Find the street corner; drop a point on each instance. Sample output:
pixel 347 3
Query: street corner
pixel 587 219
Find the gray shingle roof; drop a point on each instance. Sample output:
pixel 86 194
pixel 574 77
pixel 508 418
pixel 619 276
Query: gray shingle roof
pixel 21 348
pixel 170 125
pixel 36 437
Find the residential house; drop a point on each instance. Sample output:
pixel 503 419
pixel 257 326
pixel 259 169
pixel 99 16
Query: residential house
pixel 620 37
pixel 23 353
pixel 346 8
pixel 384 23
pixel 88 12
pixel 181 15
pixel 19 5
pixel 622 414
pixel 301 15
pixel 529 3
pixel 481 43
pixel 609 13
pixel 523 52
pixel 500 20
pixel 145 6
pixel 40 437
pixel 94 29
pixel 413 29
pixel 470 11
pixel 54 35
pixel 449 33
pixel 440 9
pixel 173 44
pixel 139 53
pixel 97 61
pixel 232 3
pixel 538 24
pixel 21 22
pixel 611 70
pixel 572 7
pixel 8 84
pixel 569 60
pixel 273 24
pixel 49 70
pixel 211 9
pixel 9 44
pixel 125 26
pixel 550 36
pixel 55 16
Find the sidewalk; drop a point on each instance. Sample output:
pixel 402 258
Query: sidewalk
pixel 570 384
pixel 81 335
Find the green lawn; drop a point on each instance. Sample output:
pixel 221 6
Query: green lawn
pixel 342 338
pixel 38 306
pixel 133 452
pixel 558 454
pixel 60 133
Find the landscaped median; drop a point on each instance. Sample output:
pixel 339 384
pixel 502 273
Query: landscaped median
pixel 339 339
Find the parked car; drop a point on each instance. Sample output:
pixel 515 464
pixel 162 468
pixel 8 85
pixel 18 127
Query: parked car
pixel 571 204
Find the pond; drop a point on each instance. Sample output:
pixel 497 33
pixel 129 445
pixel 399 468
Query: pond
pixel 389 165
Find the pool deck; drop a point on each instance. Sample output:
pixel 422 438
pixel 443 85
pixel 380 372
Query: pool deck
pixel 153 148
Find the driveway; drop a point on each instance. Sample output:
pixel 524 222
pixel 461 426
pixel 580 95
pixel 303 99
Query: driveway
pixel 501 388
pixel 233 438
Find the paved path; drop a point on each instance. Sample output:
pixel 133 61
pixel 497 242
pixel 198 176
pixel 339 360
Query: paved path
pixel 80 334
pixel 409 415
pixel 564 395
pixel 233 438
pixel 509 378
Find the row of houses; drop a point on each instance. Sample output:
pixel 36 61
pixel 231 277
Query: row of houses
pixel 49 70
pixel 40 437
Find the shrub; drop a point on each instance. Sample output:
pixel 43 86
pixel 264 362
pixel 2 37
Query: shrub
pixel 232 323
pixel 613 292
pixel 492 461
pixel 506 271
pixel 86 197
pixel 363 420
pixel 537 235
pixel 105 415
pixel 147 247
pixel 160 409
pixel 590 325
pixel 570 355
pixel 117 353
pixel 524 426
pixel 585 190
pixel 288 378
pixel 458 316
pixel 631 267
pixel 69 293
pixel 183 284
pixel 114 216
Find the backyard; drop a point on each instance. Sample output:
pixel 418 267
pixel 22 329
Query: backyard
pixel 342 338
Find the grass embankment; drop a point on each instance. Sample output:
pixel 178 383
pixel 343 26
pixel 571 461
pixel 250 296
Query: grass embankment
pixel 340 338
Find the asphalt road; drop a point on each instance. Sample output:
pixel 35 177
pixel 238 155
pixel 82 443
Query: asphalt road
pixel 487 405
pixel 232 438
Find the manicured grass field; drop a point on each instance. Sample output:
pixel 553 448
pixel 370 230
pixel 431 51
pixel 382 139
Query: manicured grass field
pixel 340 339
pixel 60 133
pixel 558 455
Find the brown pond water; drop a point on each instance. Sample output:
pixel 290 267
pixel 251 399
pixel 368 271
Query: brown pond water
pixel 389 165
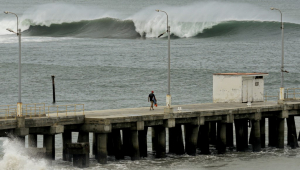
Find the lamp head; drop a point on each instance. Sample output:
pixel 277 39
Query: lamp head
pixel 8 29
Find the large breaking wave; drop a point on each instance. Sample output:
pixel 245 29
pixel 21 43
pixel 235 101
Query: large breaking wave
pixel 203 19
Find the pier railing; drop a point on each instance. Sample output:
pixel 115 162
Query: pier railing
pixel 40 110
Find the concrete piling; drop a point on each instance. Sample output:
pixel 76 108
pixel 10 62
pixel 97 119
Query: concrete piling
pixel 179 145
pixel 83 137
pixel 48 144
pixel 212 133
pixel 110 145
pixel 204 138
pixel 221 137
pixel 153 139
pixel 272 131
pixel 256 142
pixel 117 142
pixel 172 137
pixel 32 140
pixel 135 153
pixel 291 127
pixel 66 138
pixel 280 139
pixel 101 148
pixel 142 135
pixel 229 135
pixel 191 139
pixel 127 142
pixel 80 152
pixel 263 132
pixel 293 142
pixel 160 133
pixel 241 133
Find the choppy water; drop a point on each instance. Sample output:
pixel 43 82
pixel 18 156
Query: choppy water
pixel 105 54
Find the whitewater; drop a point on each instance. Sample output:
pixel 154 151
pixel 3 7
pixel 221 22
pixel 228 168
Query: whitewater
pixel 185 21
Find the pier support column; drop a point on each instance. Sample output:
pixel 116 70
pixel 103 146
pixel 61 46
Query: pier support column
pixel 273 131
pixel 94 150
pixel 229 135
pixel 48 144
pixel 160 133
pixel 118 150
pixel 191 139
pixel 204 138
pixel 256 142
pixel 83 137
pixel 153 139
pixel 110 145
pixel 143 142
pixel 280 139
pixel 135 154
pixel 66 138
pixel 221 138
pixel 101 148
pixel 212 133
pixel 290 121
pixel 172 140
pixel 127 146
pixel 32 140
pixel 263 132
pixel 178 142
pixel 241 133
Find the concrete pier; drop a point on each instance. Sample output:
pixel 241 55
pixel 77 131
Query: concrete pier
pixel 178 142
pixel 256 143
pixel 280 139
pixel 229 135
pixel 142 134
pixel 117 143
pixel 66 138
pixel 32 140
pixel 204 138
pixel 101 148
pixel 135 148
pixel 221 137
pixel 123 132
pixel 273 130
pixel 48 144
pixel 291 128
pixel 191 139
pixel 263 132
pixel 160 133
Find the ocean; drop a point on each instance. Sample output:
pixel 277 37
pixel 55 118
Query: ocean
pixel 105 54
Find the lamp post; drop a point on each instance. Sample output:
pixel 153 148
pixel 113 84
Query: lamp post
pixel 168 108
pixel 18 33
pixel 281 96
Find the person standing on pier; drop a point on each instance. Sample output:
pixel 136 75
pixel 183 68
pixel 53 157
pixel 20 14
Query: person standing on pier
pixel 152 99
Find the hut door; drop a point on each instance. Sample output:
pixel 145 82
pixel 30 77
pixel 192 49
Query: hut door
pixel 247 90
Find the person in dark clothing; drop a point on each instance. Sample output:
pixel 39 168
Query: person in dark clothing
pixel 152 99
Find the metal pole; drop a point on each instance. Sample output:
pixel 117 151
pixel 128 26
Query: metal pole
pixel 53 88
pixel 19 34
pixel 169 62
pixel 282 57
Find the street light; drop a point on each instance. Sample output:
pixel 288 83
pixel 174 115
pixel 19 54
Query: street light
pixel 168 108
pixel 281 96
pixel 18 33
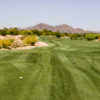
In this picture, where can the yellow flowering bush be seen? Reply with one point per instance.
(30, 40)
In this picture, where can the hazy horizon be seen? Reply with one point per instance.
(76, 13)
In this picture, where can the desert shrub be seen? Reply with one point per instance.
(91, 36)
(5, 43)
(1, 44)
(74, 36)
(30, 40)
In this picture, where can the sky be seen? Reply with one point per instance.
(24, 13)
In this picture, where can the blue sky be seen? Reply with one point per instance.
(77, 13)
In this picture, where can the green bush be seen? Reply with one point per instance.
(91, 36)
(30, 40)
(5, 43)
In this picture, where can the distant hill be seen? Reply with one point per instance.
(60, 28)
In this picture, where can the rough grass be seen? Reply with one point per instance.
(66, 70)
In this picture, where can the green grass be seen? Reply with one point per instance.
(66, 70)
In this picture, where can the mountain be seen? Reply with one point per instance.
(60, 28)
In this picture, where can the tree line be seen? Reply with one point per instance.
(16, 31)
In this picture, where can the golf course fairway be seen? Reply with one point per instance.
(65, 70)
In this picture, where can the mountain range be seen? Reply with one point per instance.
(58, 28)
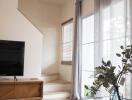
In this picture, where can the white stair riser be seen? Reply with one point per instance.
(57, 87)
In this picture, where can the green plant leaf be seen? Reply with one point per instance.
(121, 47)
(86, 87)
(118, 55)
(124, 60)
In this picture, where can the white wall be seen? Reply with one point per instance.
(67, 13)
(46, 16)
(14, 26)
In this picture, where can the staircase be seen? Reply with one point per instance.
(55, 88)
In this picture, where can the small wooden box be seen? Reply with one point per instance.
(21, 90)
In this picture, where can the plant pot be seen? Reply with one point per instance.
(114, 96)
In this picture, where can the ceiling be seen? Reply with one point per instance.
(58, 2)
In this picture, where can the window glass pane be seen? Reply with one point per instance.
(88, 30)
(67, 32)
(88, 57)
(87, 79)
(113, 21)
(67, 44)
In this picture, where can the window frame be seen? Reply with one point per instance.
(64, 23)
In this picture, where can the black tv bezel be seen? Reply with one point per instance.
(23, 51)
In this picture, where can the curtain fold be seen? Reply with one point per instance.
(76, 84)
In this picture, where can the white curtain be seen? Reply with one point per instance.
(112, 29)
(76, 84)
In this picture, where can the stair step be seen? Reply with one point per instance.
(58, 85)
(64, 95)
(48, 78)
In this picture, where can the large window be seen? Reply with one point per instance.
(67, 42)
(113, 32)
(87, 52)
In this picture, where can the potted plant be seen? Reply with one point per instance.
(105, 74)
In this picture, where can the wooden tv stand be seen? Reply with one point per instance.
(21, 90)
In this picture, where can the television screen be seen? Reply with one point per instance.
(11, 58)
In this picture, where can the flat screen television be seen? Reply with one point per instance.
(11, 58)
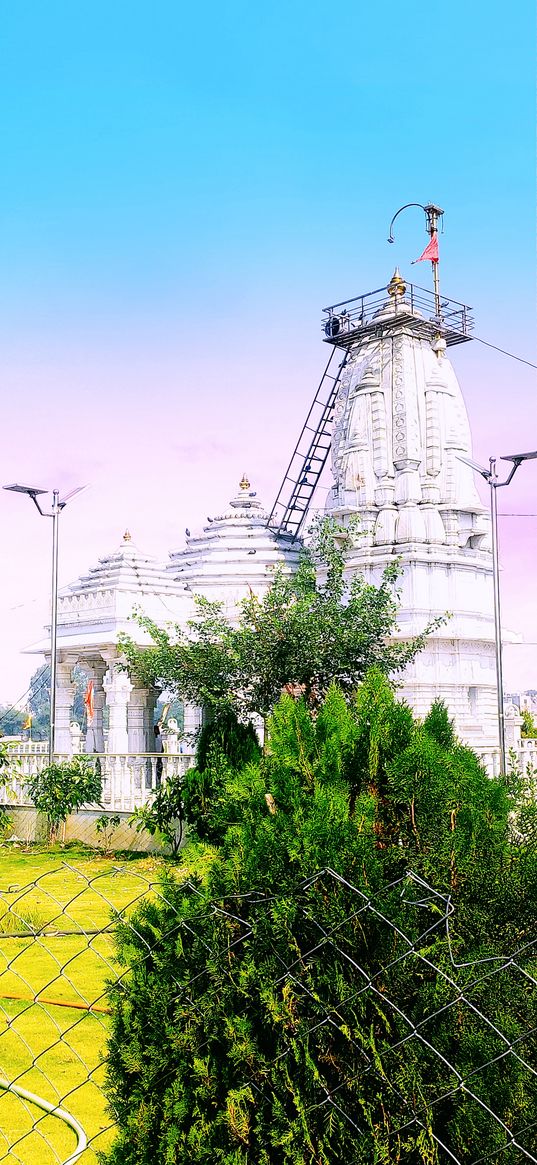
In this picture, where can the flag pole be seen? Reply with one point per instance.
(432, 214)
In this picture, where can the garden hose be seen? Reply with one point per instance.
(54, 1110)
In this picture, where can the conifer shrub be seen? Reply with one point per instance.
(303, 1005)
(225, 746)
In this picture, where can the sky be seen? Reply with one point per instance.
(184, 189)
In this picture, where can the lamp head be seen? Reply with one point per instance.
(32, 491)
(518, 457)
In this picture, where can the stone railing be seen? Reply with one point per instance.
(128, 778)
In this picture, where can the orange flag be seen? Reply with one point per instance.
(431, 252)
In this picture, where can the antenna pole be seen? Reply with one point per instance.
(432, 214)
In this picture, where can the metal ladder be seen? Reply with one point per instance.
(309, 459)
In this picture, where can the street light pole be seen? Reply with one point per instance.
(54, 620)
(490, 477)
(57, 507)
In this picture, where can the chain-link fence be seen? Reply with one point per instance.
(57, 958)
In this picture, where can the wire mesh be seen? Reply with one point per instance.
(57, 960)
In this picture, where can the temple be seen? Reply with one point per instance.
(232, 555)
(400, 437)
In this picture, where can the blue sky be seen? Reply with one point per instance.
(184, 189)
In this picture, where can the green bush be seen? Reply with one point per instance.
(266, 1014)
(62, 788)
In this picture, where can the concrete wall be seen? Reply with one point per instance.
(29, 826)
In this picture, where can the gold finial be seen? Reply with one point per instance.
(396, 287)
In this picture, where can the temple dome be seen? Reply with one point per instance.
(234, 552)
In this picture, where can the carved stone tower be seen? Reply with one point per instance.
(400, 430)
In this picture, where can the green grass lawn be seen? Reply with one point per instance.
(55, 962)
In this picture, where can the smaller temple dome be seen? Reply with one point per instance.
(235, 552)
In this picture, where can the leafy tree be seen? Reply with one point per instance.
(61, 789)
(105, 827)
(528, 727)
(11, 721)
(162, 817)
(275, 1014)
(301, 636)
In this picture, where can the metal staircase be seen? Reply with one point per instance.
(310, 454)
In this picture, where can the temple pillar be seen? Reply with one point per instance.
(118, 689)
(94, 735)
(65, 690)
(140, 719)
(192, 724)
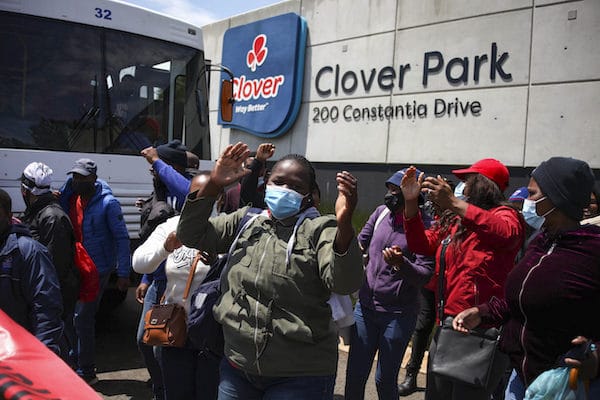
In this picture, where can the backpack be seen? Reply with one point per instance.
(204, 332)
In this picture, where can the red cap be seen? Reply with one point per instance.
(488, 167)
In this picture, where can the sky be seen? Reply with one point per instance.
(202, 12)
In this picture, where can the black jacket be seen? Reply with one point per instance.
(51, 226)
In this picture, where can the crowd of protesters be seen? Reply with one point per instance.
(529, 263)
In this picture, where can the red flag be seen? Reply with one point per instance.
(29, 371)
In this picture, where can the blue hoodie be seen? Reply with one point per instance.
(105, 235)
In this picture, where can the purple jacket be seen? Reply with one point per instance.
(383, 289)
(551, 296)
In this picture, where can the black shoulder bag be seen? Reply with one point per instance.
(472, 359)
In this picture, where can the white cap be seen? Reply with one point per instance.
(37, 178)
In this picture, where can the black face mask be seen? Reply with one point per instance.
(27, 200)
(394, 201)
(83, 188)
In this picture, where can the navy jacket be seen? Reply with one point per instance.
(105, 235)
(29, 289)
(551, 296)
(51, 226)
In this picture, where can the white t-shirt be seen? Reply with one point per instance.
(148, 257)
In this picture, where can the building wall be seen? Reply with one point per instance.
(537, 93)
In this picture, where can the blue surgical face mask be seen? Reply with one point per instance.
(530, 213)
(458, 191)
(282, 202)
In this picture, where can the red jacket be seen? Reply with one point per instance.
(476, 269)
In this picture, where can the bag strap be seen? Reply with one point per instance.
(188, 285)
(442, 280)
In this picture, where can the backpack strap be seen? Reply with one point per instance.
(188, 284)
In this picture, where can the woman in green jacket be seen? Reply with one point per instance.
(280, 339)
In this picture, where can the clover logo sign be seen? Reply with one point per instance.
(257, 55)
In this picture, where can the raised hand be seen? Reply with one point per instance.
(439, 192)
(466, 320)
(228, 168)
(411, 184)
(347, 197)
(344, 208)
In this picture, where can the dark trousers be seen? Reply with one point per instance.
(420, 338)
(189, 374)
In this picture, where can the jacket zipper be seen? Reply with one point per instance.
(387, 243)
(522, 336)
(256, 347)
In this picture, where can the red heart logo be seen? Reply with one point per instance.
(260, 56)
(259, 43)
(251, 61)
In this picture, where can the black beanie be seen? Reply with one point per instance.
(173, 153)
(567, 182)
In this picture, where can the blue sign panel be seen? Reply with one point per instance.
(267, 60)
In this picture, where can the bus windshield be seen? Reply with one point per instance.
(80, 88)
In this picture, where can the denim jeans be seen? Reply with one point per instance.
(85, 327)
(237, 385)
(151, 354)
(189, 374)
(388, 333)
(425, 323)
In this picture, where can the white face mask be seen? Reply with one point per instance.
(530, 213)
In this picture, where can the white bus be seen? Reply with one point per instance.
(99, 79)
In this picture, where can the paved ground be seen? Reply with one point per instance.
(123, 376)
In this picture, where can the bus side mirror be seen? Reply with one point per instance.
(227, 100)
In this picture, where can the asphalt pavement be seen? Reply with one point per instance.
(122, 374)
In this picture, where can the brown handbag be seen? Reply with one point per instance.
(166, 324)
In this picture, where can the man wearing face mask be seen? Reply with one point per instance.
(29, 288)
(50, 226)
(98, 223)
(388, 305)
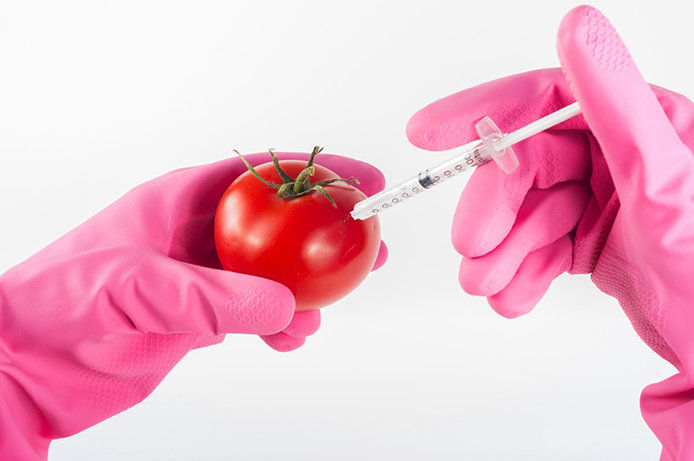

****************************************

- [REQUIREMENTS]:
Which of the lines above contain the string "person", matched with case counting? Copy each such line in full.

- [FULL OUTPUT]:
Find the person standing on pier; drop a point on each instance. Sample output:
Query: person standing on pier
Find the person in dark clothing; drop a point on each instance. Sample output:
Query: person in dark clothing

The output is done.